**Using the information**
[a] Reproduce the obe ata text from "The tomatoes, peppers and" up to and including "obe, among others.".
[b] Answer these from the obe ata text:
(i) Which oil is described as unrefined with a sweet taste?
(ii) What is obe usually eaten with?
(iii) Which cousin sauce is called a spicy concentrated stew?

**Given text**
It is also eaten as a general stew or sauce with white rice (and other rice dishes) or as a dip for bread, yam, chips, or fries.

== Overview ==
Obe ata is made from tomatoes, a variety of peppers, onions, oil, stock and spices like thyme, garlic, ginger. Obe ata stews have several recipes that require iru as well, or bay leaves and curry powder depending on the flavour profile. Some recipes call for dried or powdered crayfish.

The tomatoes, peppers and onions are pureed together and then sauteed in oil, often groundnut oil or palm oil, depending on the flavour the cook is going for. Red palm oil, an unrefined oil with a sweet taste, is specified in some recipes. Spices and other flavorings are added as it sautees. The finished product is lightly spicy and savory. Most cooks use fresh tomatoes, some use canned and some use a mix of both. Some roast the tomatoes, peppers, and onions before pureeing.

A cousin sauce is ata din din (Yoruba) which is more a spicy concentrated stew. There are other Yoruba stews and variations as well, including ofada sauce/stew, ayamase, agoyin sauce, buka stew, and omi obe, among others.

Obe is also the general name for soups made from vegetables and seeds in Yoruba culture; some if these soups or obe will be considered sauces in standard English. Obe is usually eaten with okele but can be eaten with rice too. Some obe include egusi, efo, marugbo, apon, ila, ewedu, gbegiri, ila-alasepo, and ilasa.

**Information supplied**
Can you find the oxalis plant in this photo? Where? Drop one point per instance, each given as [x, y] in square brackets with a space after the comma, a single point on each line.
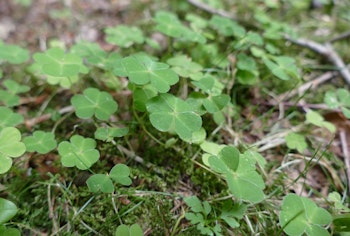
[178, 95]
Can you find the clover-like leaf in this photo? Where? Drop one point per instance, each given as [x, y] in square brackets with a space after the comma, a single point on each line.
[41, 142]
[9, 118]
[132, 230]
[93, 53]
[226, 26]
[13, 54]
[109, 133]
[143, 70]
[56, 63]
[247, 71]
[169, 113]
[250, 39]
[142, 95]
[300, 215]
[120, 174]
[7, 210]
[94, 102]
[10, 147]
[169, 24]
[296, 141]
[124, 36]
[316, 119]
[100, 182]
[339, 98]
[216, 103]
[184, 66]
[79, 152]
[243, 180]
[230, 213]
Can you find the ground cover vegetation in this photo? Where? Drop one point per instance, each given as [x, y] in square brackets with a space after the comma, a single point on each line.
[180, 118]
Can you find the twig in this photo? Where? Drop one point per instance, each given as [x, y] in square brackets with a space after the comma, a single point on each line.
[309, 85]
[301, 105]
[340, 37]
[138, 159]
[344, 144]
[211, 10]
[205, 7]
[327, 51]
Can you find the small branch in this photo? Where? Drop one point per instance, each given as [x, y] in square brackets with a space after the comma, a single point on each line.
[327, 51]
[205, 7]
[344, 144]
[340, 37]
[309, 85]
[138, 159]
[208, 8]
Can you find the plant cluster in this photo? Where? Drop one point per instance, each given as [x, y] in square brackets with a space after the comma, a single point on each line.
[180, 99]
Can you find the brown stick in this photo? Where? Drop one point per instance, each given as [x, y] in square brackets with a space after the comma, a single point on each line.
[327, 51]
[344, 145]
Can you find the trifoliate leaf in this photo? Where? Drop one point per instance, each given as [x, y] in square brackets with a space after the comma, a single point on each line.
[300, 215]
[10, 147]
[41, 142]
[100, 182]
[79, 152]
[124, 36]
[143, 70]
[296, 141]
[169, 113]
[13, 54]
[94, 102]
[120, 174]
[7, 210]
[9, 118]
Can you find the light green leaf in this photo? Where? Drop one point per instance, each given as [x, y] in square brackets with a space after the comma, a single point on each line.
[94, 102]
[9, 118]
[10, 147]
[331, 99]
[316, 119]
[41, 142]
[184, 66]
[171, 114]
[9, 96]
[216, 103]
[79, 152]
[93, 53]
[284, 67]
[142, 95]
[240, 174]
[296, 141]
[55, 62]
[109, 133]
[344, 96]
[100, 182]
[230, 156]
[195, 204]
[247, 72]
[124, 36]
[7, 210]
[301, 215]
[120, 173]
[125, 230]
[226, 26]
[255, 157]
[169, 24]
[143, 70]
[9, 231]
[13, 54]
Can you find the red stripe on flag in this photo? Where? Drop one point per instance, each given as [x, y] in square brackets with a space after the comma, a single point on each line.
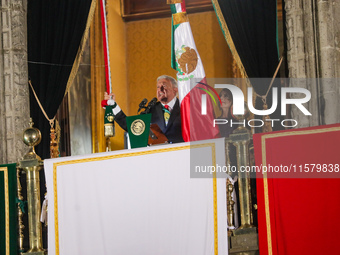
[183, 6]
[105, 46]
[196, 126]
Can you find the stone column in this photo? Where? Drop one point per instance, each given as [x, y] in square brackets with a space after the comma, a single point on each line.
[14, 93]
[313, 34]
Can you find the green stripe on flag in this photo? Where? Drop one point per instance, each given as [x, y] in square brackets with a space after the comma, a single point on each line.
[173, 8]
[173, 54]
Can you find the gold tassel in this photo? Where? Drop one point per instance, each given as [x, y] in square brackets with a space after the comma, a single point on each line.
[267, 124]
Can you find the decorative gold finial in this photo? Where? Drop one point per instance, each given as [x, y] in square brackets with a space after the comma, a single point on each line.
[31, 138]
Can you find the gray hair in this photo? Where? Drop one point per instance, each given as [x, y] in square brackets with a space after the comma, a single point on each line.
[169, 78]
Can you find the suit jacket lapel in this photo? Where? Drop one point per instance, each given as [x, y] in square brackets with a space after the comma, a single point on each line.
[160, 117]
[174, 113]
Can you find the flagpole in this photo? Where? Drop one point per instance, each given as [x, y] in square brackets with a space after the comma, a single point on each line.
[109, 128]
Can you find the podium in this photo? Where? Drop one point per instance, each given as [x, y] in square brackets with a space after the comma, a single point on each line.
[139, 201]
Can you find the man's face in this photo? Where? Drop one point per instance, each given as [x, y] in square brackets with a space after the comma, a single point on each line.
[165, 91]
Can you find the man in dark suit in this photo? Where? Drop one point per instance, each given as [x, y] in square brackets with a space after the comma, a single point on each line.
[165, 113]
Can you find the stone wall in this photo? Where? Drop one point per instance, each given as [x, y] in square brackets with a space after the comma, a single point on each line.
[313, 32]
[14, 93]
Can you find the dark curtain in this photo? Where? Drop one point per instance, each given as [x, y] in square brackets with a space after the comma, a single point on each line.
[55, 29]
[252, 25]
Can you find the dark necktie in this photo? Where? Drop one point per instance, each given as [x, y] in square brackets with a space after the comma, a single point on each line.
[166, 114]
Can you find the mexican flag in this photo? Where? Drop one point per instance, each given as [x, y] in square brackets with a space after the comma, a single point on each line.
[197, 118]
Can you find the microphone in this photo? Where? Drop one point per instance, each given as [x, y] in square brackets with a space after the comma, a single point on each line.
[142, 104]
[151, 104]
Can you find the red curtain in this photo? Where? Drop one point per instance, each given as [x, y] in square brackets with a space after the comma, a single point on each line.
[298, 210]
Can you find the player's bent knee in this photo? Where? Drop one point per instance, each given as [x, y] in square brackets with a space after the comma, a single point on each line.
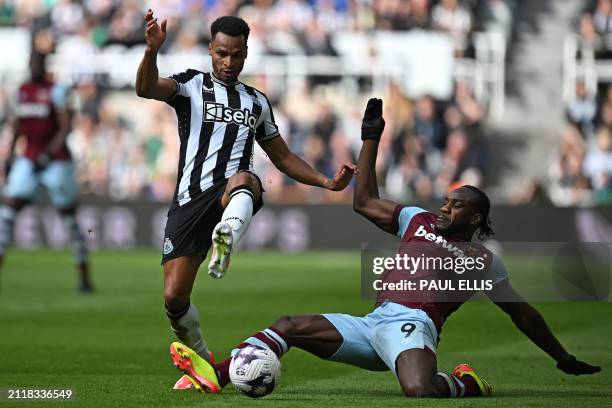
[294, 325]
[176, 299]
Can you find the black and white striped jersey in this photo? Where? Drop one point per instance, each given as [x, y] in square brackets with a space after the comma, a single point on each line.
[217, 123]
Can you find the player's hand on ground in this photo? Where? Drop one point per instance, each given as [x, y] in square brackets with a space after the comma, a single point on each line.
[373, 123]
[343, 177]
[155, 34]
[576, 367]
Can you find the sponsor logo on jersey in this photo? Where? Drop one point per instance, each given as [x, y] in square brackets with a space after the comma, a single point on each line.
[217, 112]
[168, 247]
[438, 239]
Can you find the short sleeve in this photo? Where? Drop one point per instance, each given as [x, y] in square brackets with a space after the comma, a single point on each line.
[59, 96]
[267, 128]
[497, 272]
[402, 217]
[181, 79]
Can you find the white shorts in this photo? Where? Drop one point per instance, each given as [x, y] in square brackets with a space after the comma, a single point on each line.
[57, 177]
[376, 340]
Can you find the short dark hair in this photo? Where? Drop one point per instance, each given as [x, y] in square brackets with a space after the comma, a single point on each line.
[483, 204]
[230, 25]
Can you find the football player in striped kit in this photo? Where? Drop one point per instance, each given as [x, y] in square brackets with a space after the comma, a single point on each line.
[219, 118]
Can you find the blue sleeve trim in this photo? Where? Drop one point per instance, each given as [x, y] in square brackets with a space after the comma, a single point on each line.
[405, 217]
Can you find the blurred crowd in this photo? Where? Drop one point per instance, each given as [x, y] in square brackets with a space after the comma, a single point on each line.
[580, 168]
[595, 29]
[127, 148]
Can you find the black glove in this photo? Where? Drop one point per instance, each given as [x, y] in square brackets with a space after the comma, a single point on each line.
[373, 123]
[42, 161]
[572, 366]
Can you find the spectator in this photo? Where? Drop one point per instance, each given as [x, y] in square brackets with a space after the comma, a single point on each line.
[581, 112]
[452, 17]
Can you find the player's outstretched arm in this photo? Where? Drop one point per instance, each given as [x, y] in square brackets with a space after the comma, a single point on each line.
[296, 168]
[148, 83]
[366, 200]
[529, 321]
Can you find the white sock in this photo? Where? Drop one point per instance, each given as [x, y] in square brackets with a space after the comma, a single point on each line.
[238, 213]
[7, 219]
[456, 387]
[187, 330]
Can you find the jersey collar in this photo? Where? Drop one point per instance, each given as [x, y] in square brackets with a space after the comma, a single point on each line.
[220, 82]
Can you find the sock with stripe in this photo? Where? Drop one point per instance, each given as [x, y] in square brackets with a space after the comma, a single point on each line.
[186, 325]
[269, 338]
[460, 386]
[238, 212]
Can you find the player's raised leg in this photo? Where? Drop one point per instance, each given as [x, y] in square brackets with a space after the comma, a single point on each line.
[418, 377]
[242, 192]
[179, 276]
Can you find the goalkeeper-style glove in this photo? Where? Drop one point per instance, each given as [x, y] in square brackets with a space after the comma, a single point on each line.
[373, 123]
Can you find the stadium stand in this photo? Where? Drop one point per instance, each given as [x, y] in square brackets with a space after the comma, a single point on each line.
[318, 61]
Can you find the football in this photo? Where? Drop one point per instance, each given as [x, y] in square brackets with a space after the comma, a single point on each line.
[255, 371]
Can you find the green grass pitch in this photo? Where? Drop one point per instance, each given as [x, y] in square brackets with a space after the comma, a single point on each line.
[112, 347]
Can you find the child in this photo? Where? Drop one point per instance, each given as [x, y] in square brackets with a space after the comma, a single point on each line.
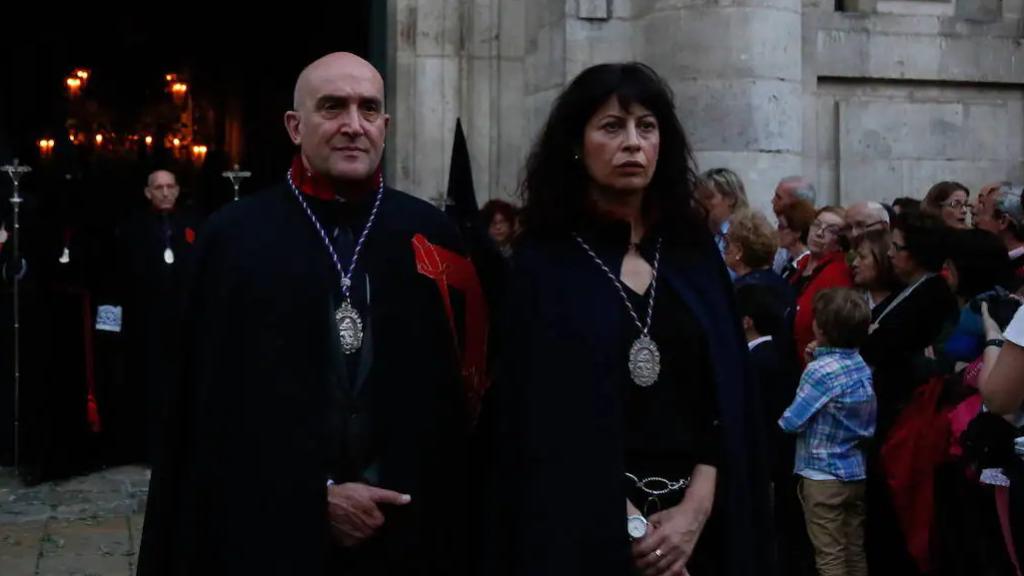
[834, 413]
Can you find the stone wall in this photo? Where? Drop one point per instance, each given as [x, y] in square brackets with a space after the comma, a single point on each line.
[876, 101]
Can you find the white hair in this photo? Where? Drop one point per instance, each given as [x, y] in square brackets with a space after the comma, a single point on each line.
[802, 188]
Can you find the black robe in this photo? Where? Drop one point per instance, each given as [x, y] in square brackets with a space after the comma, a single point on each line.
[555, 497]
[266, 411]
[151, 292]
[55, 332]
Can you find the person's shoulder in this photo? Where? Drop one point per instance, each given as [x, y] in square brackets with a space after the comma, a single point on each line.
[253, 214]
[409, 210]
[825, 368]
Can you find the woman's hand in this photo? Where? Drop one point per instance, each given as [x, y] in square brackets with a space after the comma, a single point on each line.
[674, 533]
[992, 331]
[670, 541]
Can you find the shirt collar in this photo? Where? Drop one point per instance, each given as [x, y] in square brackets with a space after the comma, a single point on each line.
[828, 351]
[323, 188]
[758, 341]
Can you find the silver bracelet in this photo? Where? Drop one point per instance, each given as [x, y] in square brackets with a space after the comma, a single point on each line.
[655, 486]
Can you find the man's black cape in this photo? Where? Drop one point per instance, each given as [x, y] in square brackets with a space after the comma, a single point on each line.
[252, 434]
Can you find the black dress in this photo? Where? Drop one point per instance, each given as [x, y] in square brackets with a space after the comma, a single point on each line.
[564, 422]
[671, 425]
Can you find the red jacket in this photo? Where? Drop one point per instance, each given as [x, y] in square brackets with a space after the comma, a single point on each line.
[832, 272]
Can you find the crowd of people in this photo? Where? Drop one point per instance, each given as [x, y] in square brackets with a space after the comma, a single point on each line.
[671, 381]
[869, 334]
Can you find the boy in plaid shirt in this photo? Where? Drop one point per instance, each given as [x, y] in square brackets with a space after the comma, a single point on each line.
[834, 413]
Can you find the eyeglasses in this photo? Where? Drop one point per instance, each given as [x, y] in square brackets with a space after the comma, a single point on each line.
[957, 204]
[826, 230]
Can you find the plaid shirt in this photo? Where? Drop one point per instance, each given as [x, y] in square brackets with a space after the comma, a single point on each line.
[835, 409]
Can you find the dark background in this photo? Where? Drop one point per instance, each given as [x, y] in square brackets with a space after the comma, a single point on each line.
[241, 69]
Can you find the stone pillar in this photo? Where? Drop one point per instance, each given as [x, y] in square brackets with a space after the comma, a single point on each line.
[449, 59]
[735, 68]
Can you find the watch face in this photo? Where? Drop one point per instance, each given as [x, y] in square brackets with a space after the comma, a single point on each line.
[636, 527]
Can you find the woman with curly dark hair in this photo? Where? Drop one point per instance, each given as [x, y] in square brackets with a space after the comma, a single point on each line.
[623, 375]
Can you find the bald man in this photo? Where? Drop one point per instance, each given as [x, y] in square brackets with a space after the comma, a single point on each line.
[862, 216]
[155, 247]
[788, 191]
[333, 369]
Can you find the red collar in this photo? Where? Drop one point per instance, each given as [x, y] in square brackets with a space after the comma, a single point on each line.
[325, 189]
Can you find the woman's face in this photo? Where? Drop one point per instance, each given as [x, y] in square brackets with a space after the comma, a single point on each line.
[865, 268]
[621, 147]
[733, 255]
[719, 209]
[904, 265]
[954, 210]
[823, 238]
[500, 229]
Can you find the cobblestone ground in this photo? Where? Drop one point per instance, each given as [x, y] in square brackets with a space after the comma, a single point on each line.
[87, 526]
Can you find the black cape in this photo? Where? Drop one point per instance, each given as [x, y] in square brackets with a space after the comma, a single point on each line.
[151, 291]
[555, 494]
[259, 422]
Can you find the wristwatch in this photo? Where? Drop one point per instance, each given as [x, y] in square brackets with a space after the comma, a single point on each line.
[636, 527]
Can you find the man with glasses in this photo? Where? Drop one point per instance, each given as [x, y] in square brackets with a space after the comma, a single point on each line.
[999, 210]
[790, 191]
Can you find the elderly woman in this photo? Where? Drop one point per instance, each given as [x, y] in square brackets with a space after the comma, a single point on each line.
[825, 268]
[751, 246]
[794, 230]
[872, 271]
[949, 201]
[619, 416]
[722, 194]
[500, 217]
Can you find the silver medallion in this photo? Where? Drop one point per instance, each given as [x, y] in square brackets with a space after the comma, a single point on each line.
[645, 362]
[349, 327]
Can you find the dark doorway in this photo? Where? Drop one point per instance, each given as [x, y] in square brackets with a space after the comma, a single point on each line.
[239, 72]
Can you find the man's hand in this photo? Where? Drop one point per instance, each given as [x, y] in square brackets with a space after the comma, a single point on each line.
[354, 510]
[809, 352]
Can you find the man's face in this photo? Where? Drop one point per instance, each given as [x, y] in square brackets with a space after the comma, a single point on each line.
[984, 211]
[340, 123]
[861, 218]
[162, 191]
[783, 197]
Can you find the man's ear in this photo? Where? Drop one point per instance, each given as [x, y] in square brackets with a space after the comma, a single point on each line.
[293, 123]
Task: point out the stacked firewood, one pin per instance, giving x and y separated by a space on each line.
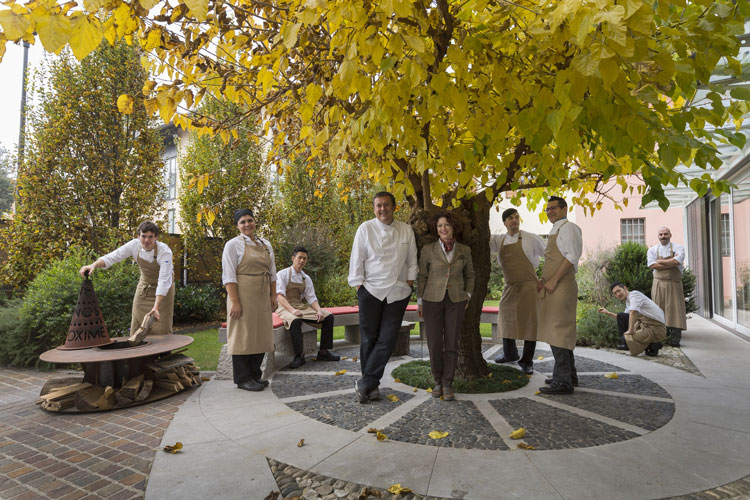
162 377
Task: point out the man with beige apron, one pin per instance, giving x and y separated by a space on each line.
249 275
641 325
155 292
297 303
557 321
518 253
667 259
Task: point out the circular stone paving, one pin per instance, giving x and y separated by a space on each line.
600 411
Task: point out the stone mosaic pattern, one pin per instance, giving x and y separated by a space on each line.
286 385
294 482
643 413
345 411
465 424
550 428
631 384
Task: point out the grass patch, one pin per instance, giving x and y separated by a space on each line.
504 378
205 349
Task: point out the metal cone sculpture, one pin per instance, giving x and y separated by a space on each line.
87 328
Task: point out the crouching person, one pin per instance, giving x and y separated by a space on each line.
297 304
641 326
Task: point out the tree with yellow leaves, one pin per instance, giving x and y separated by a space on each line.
452 102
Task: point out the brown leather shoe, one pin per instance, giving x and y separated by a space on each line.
437 391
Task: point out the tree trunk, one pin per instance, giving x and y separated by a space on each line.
475 213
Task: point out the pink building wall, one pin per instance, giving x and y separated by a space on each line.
602 229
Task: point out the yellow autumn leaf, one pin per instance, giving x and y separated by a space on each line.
125 104
14 25
518 433
175 448
397 489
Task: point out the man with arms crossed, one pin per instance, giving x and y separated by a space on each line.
518 254
383 267
557 322
666 259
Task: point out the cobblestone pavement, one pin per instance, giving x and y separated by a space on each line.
613 410
47 455
294 482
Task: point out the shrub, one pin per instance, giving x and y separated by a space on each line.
628 265
594 329
51 297
196 303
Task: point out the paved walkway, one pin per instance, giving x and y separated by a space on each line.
655 432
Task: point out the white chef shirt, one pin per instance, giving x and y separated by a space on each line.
569 240
636 301
531 244
134 249
282 281
384 258
234 250
660 251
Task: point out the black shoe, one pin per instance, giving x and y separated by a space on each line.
360 391
527 369
297 362
251 385
548 381
555 389
327 356
503 359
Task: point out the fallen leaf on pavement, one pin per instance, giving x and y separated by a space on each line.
518 433
397 489
175 448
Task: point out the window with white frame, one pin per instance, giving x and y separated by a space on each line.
633 230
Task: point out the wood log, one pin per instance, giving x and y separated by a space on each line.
130 389
65 391
107 400
145 390
86 398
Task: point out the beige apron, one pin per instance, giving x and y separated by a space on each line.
668 294
645 331
252 332
145 296
557 314
293 295
518 314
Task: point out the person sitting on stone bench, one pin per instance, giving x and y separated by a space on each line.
641 326
298 303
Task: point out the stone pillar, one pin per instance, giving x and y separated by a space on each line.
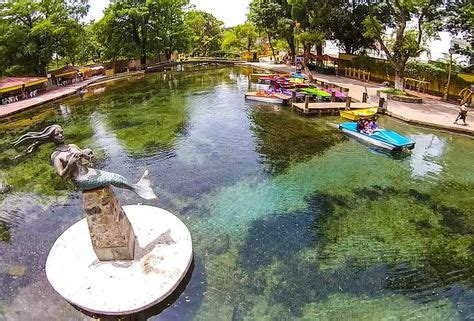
111 233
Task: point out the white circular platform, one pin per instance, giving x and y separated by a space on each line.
122 287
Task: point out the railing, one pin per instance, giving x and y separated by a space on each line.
466 96
357 73
411 83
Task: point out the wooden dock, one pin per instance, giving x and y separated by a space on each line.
284 99
328 108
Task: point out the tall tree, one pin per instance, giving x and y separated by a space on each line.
405 41
35 31
137 28
263 14
240 37
347 26
311 23
460 22
207 32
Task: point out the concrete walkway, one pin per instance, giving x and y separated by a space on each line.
432 112
58 93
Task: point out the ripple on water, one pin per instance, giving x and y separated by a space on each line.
290 219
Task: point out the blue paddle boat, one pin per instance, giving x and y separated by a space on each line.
382 138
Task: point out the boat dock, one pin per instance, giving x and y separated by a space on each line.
328 108
282 98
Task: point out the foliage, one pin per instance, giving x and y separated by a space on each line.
263 14
207 32
460 19
33 32
138 28
405 42
241 37
347 27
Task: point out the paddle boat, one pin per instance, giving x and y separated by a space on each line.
382 138
339 95
356 114
297 75
255 77
315 92
268 97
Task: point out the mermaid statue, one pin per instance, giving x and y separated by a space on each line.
71 162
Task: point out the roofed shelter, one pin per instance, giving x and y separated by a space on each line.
65 73
10 86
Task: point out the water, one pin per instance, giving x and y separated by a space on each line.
290 219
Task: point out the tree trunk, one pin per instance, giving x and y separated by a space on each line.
143 58
319 49
271 46
399 83
291 44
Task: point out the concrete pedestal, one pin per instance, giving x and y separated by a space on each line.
163 254
111 233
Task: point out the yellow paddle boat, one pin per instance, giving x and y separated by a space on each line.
356 114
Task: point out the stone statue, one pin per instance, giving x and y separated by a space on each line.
111 232
71 162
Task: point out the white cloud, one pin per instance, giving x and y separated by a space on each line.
231 12
96 11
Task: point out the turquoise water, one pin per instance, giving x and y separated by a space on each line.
290 219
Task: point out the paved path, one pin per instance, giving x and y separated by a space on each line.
13 108
432 113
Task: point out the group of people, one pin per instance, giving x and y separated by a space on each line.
14 99
366 126
462 114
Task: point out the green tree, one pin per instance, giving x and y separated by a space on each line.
406 41
460 21
347 27
263 14
207 32
33 32
138 28
241 37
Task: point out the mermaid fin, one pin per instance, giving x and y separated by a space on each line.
143 187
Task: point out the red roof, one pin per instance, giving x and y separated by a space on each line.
323 57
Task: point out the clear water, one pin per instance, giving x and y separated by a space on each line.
290 219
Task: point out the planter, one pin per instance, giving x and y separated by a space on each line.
402 98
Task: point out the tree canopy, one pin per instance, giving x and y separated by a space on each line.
132 28
33 32
406 41
206 32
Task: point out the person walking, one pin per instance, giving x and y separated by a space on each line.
462 114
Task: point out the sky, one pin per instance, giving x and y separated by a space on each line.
234 12
231 12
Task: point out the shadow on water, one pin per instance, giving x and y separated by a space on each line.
287 258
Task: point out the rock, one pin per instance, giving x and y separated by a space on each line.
111 233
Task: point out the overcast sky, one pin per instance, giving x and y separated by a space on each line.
234 12
231 12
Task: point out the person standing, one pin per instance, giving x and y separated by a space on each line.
462 114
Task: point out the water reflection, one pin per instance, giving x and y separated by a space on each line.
425 159
290 219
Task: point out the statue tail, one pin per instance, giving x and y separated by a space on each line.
143 187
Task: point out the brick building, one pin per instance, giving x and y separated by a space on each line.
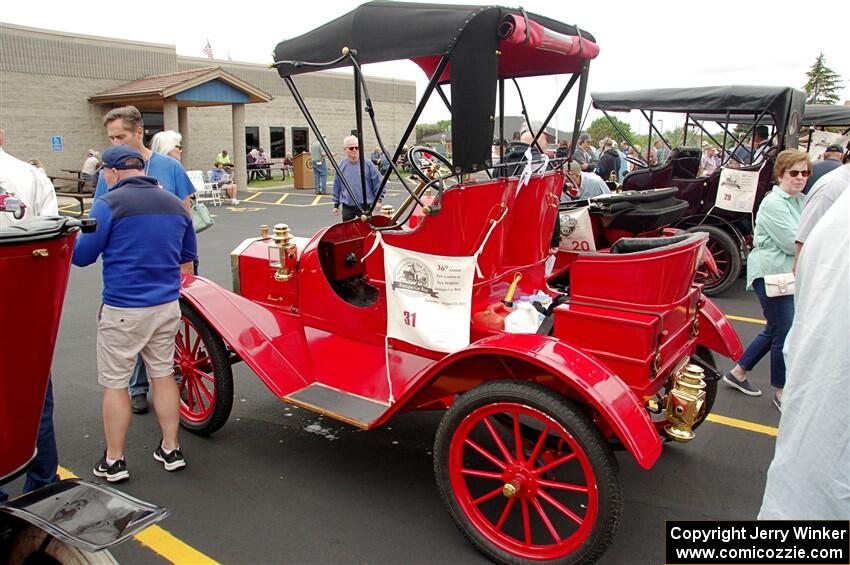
55 88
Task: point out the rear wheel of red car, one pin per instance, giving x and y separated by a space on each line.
527 476
726 255
206 385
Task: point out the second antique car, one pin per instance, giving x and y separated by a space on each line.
370 318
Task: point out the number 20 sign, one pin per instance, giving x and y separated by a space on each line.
576 231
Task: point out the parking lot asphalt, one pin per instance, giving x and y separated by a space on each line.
281 485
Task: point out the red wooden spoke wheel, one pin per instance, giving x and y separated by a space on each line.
727 258
527 476
206 380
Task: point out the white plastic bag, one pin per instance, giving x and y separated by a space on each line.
523 320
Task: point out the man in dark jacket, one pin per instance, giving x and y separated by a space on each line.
609 161
144 234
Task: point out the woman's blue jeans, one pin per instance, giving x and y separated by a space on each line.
779 313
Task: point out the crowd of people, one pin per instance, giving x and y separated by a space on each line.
144 254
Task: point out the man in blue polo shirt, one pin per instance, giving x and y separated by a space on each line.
350 168
124 127
144 235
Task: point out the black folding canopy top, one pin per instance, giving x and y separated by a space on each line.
819 115
826 115
783 104
482 43
381 31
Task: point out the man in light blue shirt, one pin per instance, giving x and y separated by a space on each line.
124 127
586 185
350 168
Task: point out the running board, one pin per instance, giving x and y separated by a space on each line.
340 405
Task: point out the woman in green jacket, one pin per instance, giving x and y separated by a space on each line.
773 254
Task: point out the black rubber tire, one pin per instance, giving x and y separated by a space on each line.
710 385
222 372
569 414
720 242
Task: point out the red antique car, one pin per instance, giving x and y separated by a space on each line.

**Written answers**
[a]
The tomatoes, peppers and onions are pureed together and then sauteed in oil, often groundnut oil or palm oil, depending on the flavour the cook is going for. Red palm oil, an unrefined oil with a sweet taste, is specified in some recipes. Spices and other flavorings are added as it sautees. The finished product is lightly spicy and savory. Most cooks use fresh tomatoes, some use canned and some use a mix of both. Some roast the tomatoes, peppers, and onions before pureeing.

A cousin sauce is ata din din (Yoruba) which is more a spicy concentrated stew. There are other Yoruba stews and variations as well, including ofada sauce/stew, ayamase, agoyin sauce, buka stew, and omi obe, among others.

[b]
(i) Red palm oil
(ii) Okele
(iii) Ata din din